(Excerpts of pointing data)
- - - - - - -

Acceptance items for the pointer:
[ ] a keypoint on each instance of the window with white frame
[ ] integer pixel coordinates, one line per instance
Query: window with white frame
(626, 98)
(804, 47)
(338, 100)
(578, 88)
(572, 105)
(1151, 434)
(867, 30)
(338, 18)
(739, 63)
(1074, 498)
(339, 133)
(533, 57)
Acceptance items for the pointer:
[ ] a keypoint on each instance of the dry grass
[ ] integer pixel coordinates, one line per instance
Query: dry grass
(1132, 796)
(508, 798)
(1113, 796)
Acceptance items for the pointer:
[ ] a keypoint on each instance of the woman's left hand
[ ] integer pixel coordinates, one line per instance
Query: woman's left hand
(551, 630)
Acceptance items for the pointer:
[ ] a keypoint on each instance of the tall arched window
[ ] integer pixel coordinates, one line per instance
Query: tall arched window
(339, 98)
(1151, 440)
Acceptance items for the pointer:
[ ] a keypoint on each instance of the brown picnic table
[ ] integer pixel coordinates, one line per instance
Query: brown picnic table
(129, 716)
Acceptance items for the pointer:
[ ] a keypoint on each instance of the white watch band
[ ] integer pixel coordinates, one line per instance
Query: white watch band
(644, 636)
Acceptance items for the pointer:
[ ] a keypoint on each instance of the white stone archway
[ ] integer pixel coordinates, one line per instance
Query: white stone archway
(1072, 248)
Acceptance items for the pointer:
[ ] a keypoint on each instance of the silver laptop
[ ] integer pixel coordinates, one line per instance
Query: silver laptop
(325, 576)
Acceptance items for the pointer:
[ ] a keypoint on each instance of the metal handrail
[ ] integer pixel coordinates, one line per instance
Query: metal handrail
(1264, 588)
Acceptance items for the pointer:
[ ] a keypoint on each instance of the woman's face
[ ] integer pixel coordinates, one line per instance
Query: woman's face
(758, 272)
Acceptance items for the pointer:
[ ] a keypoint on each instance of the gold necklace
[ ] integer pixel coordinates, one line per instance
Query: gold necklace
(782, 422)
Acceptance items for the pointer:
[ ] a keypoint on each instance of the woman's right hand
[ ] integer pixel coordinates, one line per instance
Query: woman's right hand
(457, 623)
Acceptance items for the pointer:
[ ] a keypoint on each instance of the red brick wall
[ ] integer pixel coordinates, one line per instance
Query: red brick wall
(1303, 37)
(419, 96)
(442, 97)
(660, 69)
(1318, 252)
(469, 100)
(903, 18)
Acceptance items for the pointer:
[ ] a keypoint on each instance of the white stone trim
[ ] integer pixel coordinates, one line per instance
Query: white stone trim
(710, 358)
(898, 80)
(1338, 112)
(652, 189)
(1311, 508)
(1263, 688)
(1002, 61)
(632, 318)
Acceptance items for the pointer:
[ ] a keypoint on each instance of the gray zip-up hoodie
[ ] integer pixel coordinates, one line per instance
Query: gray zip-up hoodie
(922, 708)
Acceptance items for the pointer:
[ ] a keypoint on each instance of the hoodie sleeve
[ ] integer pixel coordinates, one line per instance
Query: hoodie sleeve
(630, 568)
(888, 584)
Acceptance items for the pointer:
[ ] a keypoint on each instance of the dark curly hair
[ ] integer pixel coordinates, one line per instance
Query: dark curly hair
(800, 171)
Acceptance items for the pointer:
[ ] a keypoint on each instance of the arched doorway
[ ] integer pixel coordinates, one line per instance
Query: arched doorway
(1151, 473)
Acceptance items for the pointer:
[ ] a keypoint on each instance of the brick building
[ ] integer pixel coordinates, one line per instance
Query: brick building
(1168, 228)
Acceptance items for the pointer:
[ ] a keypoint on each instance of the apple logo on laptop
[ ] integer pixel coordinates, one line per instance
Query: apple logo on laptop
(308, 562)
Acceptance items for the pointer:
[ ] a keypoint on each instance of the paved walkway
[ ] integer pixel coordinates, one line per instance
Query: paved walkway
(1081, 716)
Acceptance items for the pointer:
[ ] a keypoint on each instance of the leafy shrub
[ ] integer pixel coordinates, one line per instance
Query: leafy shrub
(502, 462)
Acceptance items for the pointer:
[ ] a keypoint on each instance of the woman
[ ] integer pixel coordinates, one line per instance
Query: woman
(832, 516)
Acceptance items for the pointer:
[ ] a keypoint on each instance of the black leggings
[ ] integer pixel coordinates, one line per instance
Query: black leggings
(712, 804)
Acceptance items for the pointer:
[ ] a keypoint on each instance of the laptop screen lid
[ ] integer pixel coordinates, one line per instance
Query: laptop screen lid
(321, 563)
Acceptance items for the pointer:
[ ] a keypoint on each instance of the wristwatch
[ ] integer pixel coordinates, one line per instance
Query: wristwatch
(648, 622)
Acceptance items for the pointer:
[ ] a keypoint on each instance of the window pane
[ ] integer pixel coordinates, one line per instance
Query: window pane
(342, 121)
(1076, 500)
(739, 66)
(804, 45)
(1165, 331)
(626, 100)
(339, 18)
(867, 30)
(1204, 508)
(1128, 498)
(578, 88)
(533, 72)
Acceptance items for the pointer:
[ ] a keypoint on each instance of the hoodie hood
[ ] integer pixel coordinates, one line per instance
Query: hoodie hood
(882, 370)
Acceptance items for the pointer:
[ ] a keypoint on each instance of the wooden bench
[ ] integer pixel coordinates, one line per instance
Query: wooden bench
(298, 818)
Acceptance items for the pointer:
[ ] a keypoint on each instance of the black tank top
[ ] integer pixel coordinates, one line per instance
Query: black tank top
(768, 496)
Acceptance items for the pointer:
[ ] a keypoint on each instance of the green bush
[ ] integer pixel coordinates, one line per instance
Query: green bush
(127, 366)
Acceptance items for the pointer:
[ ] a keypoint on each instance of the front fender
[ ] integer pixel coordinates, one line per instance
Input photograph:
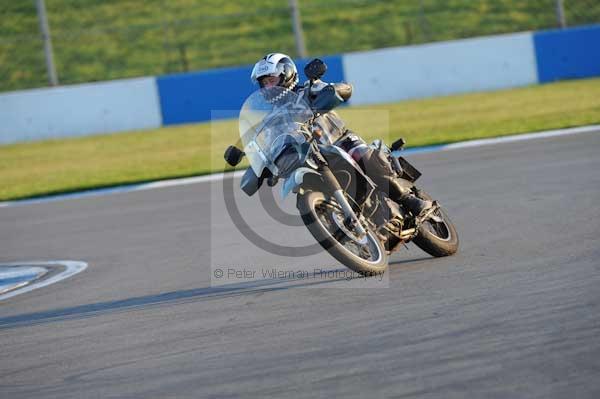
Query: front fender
(295, 180)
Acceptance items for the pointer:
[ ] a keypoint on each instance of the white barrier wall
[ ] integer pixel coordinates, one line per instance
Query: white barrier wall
(79, 110)
(445, 68)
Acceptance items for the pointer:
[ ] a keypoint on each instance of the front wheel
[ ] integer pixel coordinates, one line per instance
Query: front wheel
(324, 219)
(437, 234)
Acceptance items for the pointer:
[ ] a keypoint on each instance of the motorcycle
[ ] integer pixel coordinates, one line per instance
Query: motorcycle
(345, 211)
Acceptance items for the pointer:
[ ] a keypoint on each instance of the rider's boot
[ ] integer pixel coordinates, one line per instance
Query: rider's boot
(404, 195)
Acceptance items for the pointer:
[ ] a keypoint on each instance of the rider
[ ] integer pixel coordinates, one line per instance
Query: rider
(277, 69)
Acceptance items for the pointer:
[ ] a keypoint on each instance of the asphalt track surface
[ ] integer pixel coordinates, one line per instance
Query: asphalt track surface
(515, 314)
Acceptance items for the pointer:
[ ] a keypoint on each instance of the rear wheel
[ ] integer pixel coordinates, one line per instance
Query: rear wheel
(437, 234)
(325, 220)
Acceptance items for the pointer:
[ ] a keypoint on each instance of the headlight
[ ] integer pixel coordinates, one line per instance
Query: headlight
(287, 161)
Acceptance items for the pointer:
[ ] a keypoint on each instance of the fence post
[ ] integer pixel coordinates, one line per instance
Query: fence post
(560, 14)
(297, 26)
(45, 29)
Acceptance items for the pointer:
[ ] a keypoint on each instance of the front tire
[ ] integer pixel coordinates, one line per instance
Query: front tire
(321, 217)
(435, 238)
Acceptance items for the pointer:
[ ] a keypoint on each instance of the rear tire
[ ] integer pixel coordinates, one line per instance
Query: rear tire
(434, 238)
(321, 224)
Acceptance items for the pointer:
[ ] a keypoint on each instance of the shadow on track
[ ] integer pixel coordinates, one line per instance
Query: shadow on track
(167, 298)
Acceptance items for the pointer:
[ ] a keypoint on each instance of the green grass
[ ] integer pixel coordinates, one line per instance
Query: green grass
(55, 166)
(108, 39)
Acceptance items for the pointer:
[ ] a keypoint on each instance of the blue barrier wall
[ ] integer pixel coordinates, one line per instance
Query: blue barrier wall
(79, 110)
(190, 97)
(436, 69)
(379, 76)
(568, 54)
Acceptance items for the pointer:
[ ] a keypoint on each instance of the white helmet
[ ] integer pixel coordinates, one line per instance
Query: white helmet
(276, 64)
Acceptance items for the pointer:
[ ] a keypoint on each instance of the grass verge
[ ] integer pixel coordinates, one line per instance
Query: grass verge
(59, 166)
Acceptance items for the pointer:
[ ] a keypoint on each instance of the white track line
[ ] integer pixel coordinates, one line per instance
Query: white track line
(220, 176)
(71, 268)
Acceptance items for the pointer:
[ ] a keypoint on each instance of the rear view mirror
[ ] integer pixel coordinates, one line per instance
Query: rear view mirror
(233, 155)
(315, 69)
(326, 100)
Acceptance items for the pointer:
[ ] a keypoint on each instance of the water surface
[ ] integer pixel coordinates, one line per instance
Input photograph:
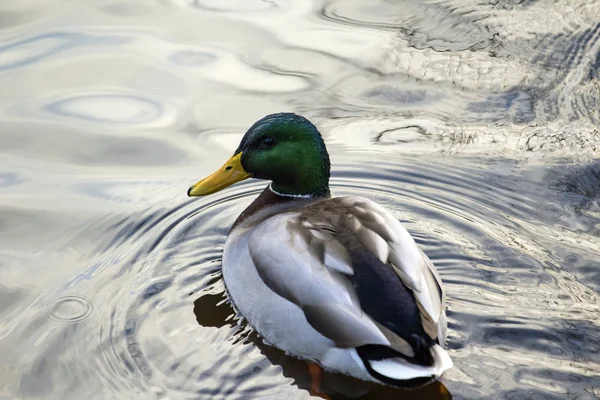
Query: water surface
(475, 122)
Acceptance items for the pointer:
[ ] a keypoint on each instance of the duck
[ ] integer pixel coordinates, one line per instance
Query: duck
(335, 281)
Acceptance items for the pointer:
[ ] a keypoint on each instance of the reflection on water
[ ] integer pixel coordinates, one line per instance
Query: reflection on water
(474, 122)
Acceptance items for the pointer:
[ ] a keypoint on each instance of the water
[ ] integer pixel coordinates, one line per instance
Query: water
(475, 122)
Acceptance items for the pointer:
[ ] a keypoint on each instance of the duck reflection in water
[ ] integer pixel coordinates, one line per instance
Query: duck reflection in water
(213, 310)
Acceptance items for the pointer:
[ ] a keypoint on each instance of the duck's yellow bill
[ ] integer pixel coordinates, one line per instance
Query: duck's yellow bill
(227, 175)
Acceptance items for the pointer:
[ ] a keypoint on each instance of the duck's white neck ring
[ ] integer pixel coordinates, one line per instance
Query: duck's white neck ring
(294, 196)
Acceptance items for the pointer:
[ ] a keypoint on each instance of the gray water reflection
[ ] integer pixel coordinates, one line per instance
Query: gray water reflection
(475, 123)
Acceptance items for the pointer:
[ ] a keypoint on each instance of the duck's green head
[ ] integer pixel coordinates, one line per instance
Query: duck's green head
(284, 148)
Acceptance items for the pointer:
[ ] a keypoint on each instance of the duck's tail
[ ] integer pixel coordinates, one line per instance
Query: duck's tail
(398, 371)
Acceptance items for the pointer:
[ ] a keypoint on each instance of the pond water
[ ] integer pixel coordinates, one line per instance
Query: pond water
(474, 121)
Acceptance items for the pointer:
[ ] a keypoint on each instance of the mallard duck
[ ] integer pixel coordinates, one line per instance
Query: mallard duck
(335, 281)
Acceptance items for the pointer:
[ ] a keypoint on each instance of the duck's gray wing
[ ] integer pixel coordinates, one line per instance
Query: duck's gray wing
(347, 263)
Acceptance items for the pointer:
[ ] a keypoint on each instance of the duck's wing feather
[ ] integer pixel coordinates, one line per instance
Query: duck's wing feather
(356, 273)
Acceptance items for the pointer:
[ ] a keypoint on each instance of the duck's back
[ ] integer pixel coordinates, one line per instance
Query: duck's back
(339, 276)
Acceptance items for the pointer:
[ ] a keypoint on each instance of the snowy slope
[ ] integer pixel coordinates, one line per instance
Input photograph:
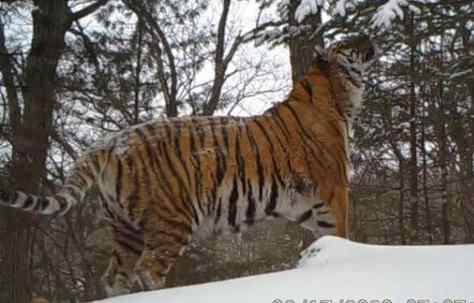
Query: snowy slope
(339, 270)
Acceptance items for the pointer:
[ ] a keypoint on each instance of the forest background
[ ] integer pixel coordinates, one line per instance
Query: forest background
(72, 71)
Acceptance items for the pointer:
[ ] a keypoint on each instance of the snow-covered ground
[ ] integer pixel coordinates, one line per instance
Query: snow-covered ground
(337, 270)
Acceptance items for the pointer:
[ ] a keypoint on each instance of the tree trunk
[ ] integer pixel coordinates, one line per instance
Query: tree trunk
(30, 138)
(302, 47)
(413, 135)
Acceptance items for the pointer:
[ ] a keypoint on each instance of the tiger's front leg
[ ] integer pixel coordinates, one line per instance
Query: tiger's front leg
(165, 242)
(119, 277)
(339, 204)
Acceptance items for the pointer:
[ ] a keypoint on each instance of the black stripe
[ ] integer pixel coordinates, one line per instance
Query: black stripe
(194, 212)
(272, 203)
(197, 171)
(305, 138)
(305, 216)
(136, 251)
(325, 224)
(179, 154)
(251, 208)
(118, 180)
(218, 211)
(28, 202)
(318, 205)
(44, 203)
(184, 190)
(129, 233)
(234, 195)
(240, 161)
(260, 175)
(306, 87)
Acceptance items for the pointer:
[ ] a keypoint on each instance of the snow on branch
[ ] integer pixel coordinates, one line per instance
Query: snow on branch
(389, 11)
(306, 8)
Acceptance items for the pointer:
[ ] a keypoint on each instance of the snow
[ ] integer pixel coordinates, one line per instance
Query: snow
(307, 7)
(389, 11)
(340, 8)
(337, 270)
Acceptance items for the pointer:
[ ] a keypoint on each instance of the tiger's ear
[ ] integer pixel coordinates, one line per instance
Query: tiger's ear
(320, 58)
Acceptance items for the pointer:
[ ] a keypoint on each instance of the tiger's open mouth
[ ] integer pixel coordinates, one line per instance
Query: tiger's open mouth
(373, 53)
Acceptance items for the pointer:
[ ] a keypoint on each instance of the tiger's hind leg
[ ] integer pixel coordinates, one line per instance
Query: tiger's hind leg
(165, 242)
(119, 277)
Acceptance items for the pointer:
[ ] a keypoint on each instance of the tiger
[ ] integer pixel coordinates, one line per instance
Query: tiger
(163, 181)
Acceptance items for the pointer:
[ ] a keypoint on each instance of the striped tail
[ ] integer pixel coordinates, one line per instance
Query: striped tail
(74, 190)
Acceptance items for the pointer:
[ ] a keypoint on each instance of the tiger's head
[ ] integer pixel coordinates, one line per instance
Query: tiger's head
(353, 55)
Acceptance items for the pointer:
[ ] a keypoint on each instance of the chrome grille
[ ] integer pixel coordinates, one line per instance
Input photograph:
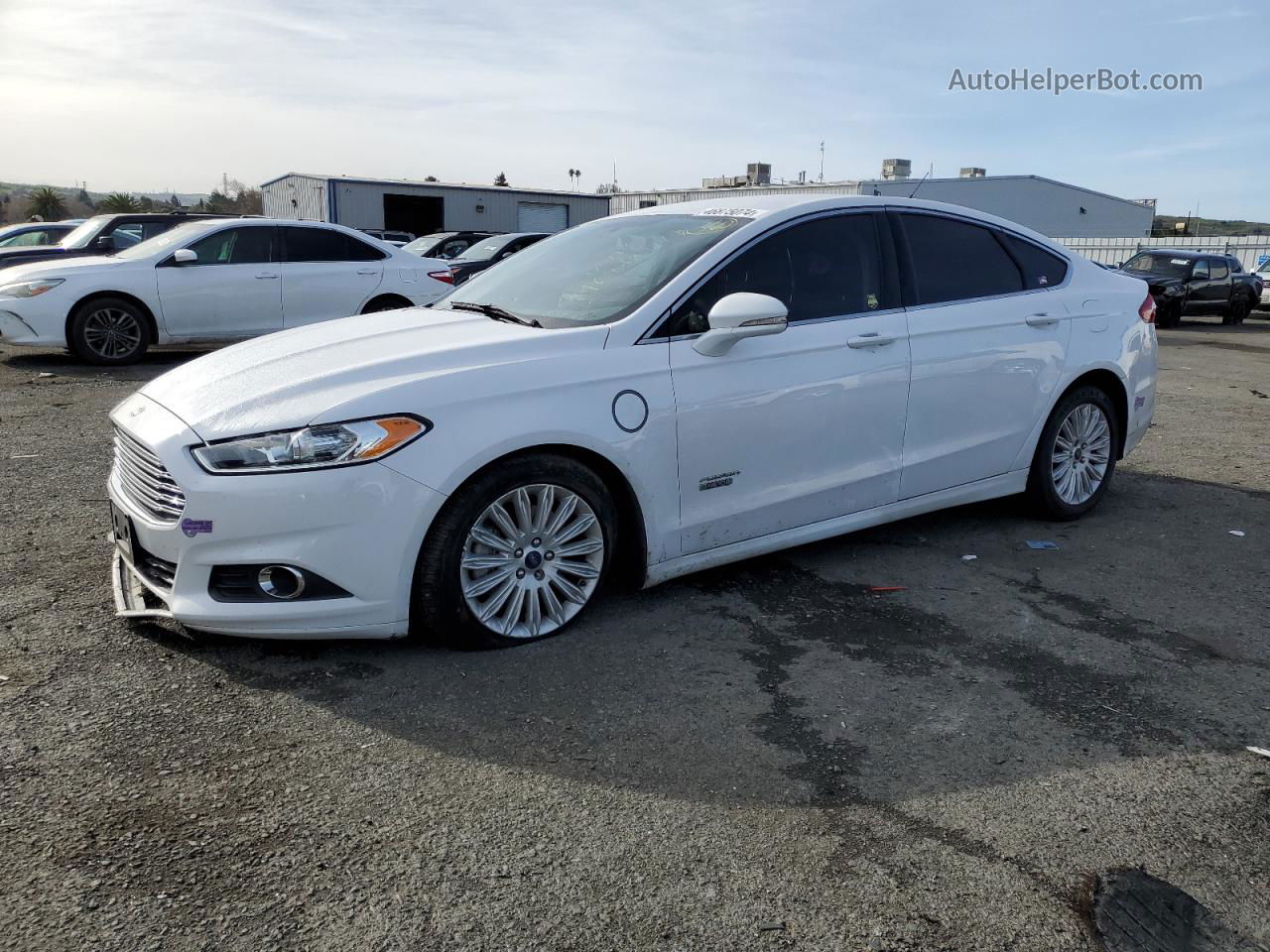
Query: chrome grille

- - - - - - -

_Objective:_
Identify every line in the data above that contains the word "necklace", and copy each such line.

_Output:_
[ ] a keypoint on each instance of the gold necklace
Query: gold necklace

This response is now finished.